• **TEXT SEGMENT**:
━━━━
They say self-esteem is a vital ingredient for success in life. But what if everything we were taught about self-esteem is wrong?

“How many Advil do you have to take to die?” This is what Rebecca, a 12-year old, had searched on the internet shortly before she committed suicide. She jumped from a high platform at an abandoned concrete plant. She left behind a mother devastated by tragedy and guilt. Her mother started to gather clues about what happened to her daughter. Although we cannot know for sure what role the countless hate messages that she received on her phone played in Rebecca’s decision, they at least revealed that the girl was being attacked by bullies. “You are ugly!”, “Why are you still alive?”, “Can u die please?” These are just some of the messages. To the latter, Rebecca had replied, “Nope but I can live”. Sadly, her bravery did not last.

In the harassment equation, visceral hatred plays a central role.

Usually, in cases of teenage suicide, parents are the first to be blamed. But Rebecca’s mother was not one of those parents who is completely unfamiliar with their children’s lives. She knew that Rebecca was being bullied by several classmates at school, who abused her not only verbally, but also physically. She had been complaining to the school management for several months, and seeing that no effective measures were being taken, she transferred Rebecca to another school. She closed her Facebook page and took her phone, then changed her phone number. In December, the girl became so upset that she started cutting, so her mother decided to have her admitted and provide therapy sessions with a psychologist. Apparently, Rebecca was not a neglected child, but she was a child who felt despised. And the feeling of being rejected by her peers was so strong that it nullified even her self-preservation instinct.

In the harassment equation, visceral hatred plays a central role. This is true. However, this would not take place and, as such, neither would its consequences, if both those who fall victim to harassment and the abusers had a healthy self-image. That is because it would imply realizing that every human being is valuable, and that nothing one does can increase or significantly diminish the value of another. This would bring the understanding that taking someone down through words or violence is not proof of superiority, just as being the target of bullying is not proof of inferiority.
━━━━
• **PROVIDED DATA**:
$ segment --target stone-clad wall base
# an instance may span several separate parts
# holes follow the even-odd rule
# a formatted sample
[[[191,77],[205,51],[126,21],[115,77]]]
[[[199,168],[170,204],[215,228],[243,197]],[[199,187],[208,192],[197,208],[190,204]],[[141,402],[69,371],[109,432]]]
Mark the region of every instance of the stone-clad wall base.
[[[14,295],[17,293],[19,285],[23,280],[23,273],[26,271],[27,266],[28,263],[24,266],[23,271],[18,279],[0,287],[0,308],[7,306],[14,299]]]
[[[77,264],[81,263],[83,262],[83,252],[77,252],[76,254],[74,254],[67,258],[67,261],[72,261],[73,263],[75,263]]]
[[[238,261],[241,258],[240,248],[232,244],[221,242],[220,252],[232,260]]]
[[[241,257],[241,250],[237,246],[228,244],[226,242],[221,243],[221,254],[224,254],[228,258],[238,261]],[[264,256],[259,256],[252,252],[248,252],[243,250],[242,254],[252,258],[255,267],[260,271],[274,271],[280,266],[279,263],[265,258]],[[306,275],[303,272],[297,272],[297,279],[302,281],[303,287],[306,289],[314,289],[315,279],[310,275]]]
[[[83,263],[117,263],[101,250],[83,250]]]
━━━━
• **REQUIRED TASKS**:
(a) List every hate message that the article on self-esteem quotes from the phone of the girl it describes.
(b) Reproduce everything in the article on self-esteem from "They say self-esteem" down to "did not last.".
(c) Resume the article on self-esteem, starting right after its final sentence.
None of the lines are needed here.

• **RESPONSES FOR EACH TASK**:
(a)
"You are ugly!"
"Why are you still alive?"
"Can u die please?"

(b)
They say self-esteem is a vital ingredient for success in life. But what if everything we were taught about self-esteem is wrong?

“How many Advil do you have to take to die?” This is what Rebecca, a 12-year old, had searched on the internet shortly before she committed suicide. She jumped from a high platform at an abandoned concrete plant. She left behind a mother devastated by tragedy and guilt. Her mother started to gather clues about what happened to her daughter. Although we cannot know for sure what role the countless hate messages that she received on her phone played in Rebecca’s decision, they at least revealed that the girl was being attacked by bullies. “You are ugly!”, “Why are you still alive?”, “Can u die please?” These are just some of the messages. To the latter, Rebecca had replied, “Nope but I can live”. Sadly, her bravery did not last.

(c)
The revelation that preceded failure

Tragedies like Rebecca’s, more frequent than we would like to imagine, show the failure of educators to instil a proper self-image in children. Failure to do so is all the more surprising in the US, where cases of bullying are well documented and anti-bullying legislation has been in place for nearly 15 years, while both parents and teachers alike have taken on the mission of raising new generations with greater self-esteem—a mission-turned-social movement by sociologists.

The self-esteem movement began in the United States in the 1970s, with the publication of the book The Psychology of Self-Esteem by psychologist Nathaniel Brandon in 1969. The book revolutionized the thinking of American educators, like a mass realisation.

Its central idea, that “self-esteem becomes the key to success or failure” produced major changes in the way parents, grandparents, and teachers were advised to treat their little ones.

This change led to a renewal of legislation in the field of education in the US, in order to “implement self-esteem” through a task force that targets ways in which self-esteem can be enhanced. The first such task force was created in 1986, in California, with authorities announcing that the state of California must become “a state of esteem” because self-esteem “is a social vaccine” that “provides us a vision for developing our human capital to make America competitive again”.[1] All this was based on the idea that a citizen with high self-esteem will not only be productive, but will also have a lower need for public support and services.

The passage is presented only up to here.